**Provided text**:
==*==
Old Mill High School is a public high school in Millersville, Maryland, serving students in grades 9 through 12. It was occupied in 1975 and is administered by Anne Arundel County Public Schools (AACPS). The school was built to alleviate overcrowding at Arundel and Severna Park High Schools. The school has no walls or ceilings in some classrooms, only partitions to separate classrooms. Along with Annapolis High School and Meade Senior High School, Old Mill Senior High is one of the three IB World Schools in Anne Arundel County. The school building also houses the high school's two feeder schools, Old Mill Middle School North and Old Mill Middle School South.  The school mascot is the patriot.

Students

The Old Mill feeder system/cluster is the most geographically expansive cluster in the Anne Arundel County Public Schools district. The feeder covers areas as far south as Crownsville and Annapolis and as far north as Glen Burnie and Severn. The Old Mill feeder system also covers portions of the Millersville, Gambrills, and Odenton as well. As such, Old Mill High School is one of the most racially and socio-economically diverse high schools in Anne Arundel County—the second most diverse public high school in Anne Arundel County, according to Niche. As of the 2019-2020 school year, the racial composition of the 2,281 Old Mill High School students was 39.1% white, 36% Black or African American, 13.6% Hispanic, 4.6% Asian, and 6.1% two or more races. Further, 34.6% of students qualified for free and reduced price meals, and approximately 3% of students are English Language Learners. The Old Mill cluster is bordered by the Meade cluster to the northwest, the Arundel and Crofton clusters to the midwest, the South River and Annapolis clusters to the southwest, the Severna Park cluster to the south, the Glen Burnie and North County clusters to the north, and the Glen Burnie and Chesapeake clusters to the east. Thus, Old Mill High School's attendance boundaries share a border with all but three of the 12 other high schools in the Anne Arundel County Public Schools district.
==*==
**Input data**:
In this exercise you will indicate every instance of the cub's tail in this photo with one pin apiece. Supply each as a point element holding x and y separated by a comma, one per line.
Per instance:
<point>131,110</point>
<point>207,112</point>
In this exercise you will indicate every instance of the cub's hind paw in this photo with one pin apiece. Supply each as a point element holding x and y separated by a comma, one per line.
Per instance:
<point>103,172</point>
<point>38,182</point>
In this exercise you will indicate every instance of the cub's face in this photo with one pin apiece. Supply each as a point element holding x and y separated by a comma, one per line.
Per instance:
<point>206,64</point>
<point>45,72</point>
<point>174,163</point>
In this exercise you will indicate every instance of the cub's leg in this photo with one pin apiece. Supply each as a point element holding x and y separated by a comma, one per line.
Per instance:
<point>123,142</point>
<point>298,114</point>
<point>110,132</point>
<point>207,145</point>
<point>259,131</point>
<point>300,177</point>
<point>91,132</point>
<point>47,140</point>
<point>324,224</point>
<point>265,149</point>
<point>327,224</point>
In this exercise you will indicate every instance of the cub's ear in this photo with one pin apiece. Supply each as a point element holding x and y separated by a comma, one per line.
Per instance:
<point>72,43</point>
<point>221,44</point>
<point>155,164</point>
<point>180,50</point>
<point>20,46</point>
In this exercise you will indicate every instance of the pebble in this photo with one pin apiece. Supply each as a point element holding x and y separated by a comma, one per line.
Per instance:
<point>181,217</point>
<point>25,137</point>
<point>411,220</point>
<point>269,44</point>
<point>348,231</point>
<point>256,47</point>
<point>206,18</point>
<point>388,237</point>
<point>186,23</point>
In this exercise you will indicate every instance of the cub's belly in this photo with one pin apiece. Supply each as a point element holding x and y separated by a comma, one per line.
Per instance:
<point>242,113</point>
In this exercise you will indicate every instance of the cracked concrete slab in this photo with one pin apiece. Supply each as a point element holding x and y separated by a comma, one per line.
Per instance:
==*==
**Set of tasks**:
- 1) Using the Old Mill High School text, decide whether each statement agrees with it: (a) The school was first occupied in 1975. (b) According to Niche, Old Mill is the most diverse public high school in Anne Arundel County. (c) The school building also holds two middle schools that feed into the high school. For each, write yes or no and quote the words of the text that settle it.
- 2) From the Old Mill High School text, return the passage starting at "Old Mill High School is a" and ending at "is the patriot.", copied word for word.

**Task-by-task outputs**:
- 1)
(a) Yes: "It was occupied in 1975"
(b) No: "the second most diverse public high school in Anne Arundel County, according to Niche"
(c) Yes: "The school building also houses the high school's two feeder schools, Old Mill Middle School North and Old Mill Middle School South"

- 2)
Old Mill High School is a public high school in Millersville, Maryland, serving students in grades 9 through 12. It was occupied in 1975 and is administered by Anne Arundel County Public Schools (AACPS). The school was built to alleviate overcrowding at Arundel and Severna Park High Schools. The school has no walls or ceilings in some classrooms, only partitions to separate classrooms. Along with Annapolis High School and Meade Senior High School, Old Mill Senior High is one of the three IB World Schools in Anne Arundel County. The school building also houses the high school's two feeder schools, Old Mill Middle School North and Old Mill Middle School South.  The school mascot is the patriot.